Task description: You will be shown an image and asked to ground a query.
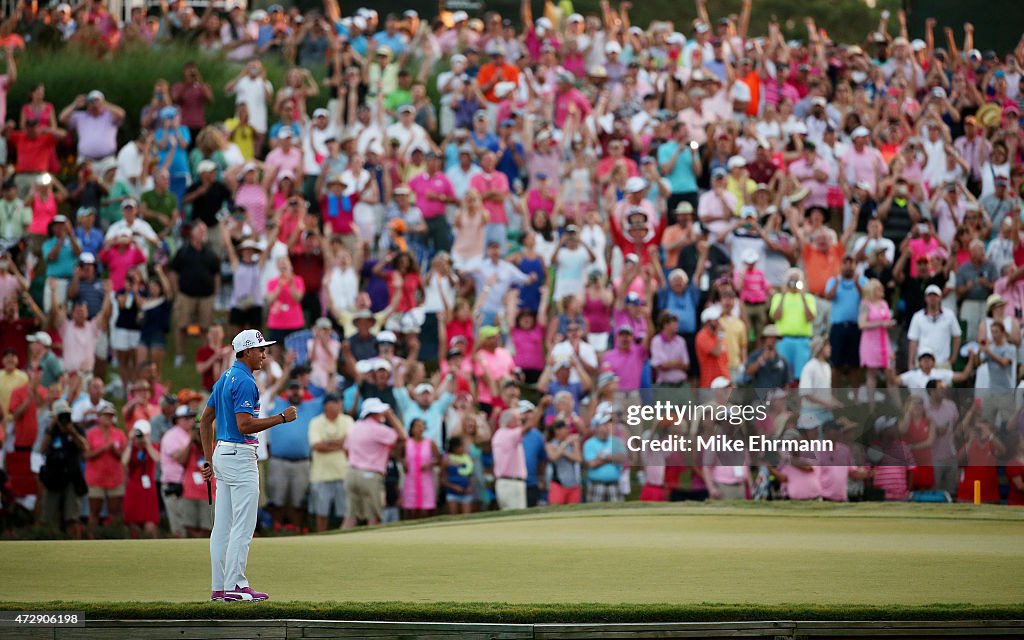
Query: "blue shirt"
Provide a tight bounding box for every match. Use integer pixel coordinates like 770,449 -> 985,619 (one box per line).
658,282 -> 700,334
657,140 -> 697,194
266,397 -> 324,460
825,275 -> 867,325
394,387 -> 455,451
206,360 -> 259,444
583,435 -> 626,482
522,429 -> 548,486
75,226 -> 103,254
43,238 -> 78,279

...

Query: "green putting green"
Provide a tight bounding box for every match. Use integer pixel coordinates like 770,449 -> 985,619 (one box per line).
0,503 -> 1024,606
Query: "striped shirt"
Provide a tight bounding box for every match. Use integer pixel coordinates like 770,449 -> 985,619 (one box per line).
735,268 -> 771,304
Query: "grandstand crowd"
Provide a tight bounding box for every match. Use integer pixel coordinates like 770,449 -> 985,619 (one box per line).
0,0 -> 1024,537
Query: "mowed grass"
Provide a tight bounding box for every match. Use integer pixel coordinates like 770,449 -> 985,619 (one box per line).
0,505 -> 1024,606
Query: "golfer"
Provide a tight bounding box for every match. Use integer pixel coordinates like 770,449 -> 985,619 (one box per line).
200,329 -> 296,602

** Task goal **
Count the lines in the material above that contain the word "shirt", treating uppercase and lowercase letters as different, and reply with the number alone.

** The reply **
2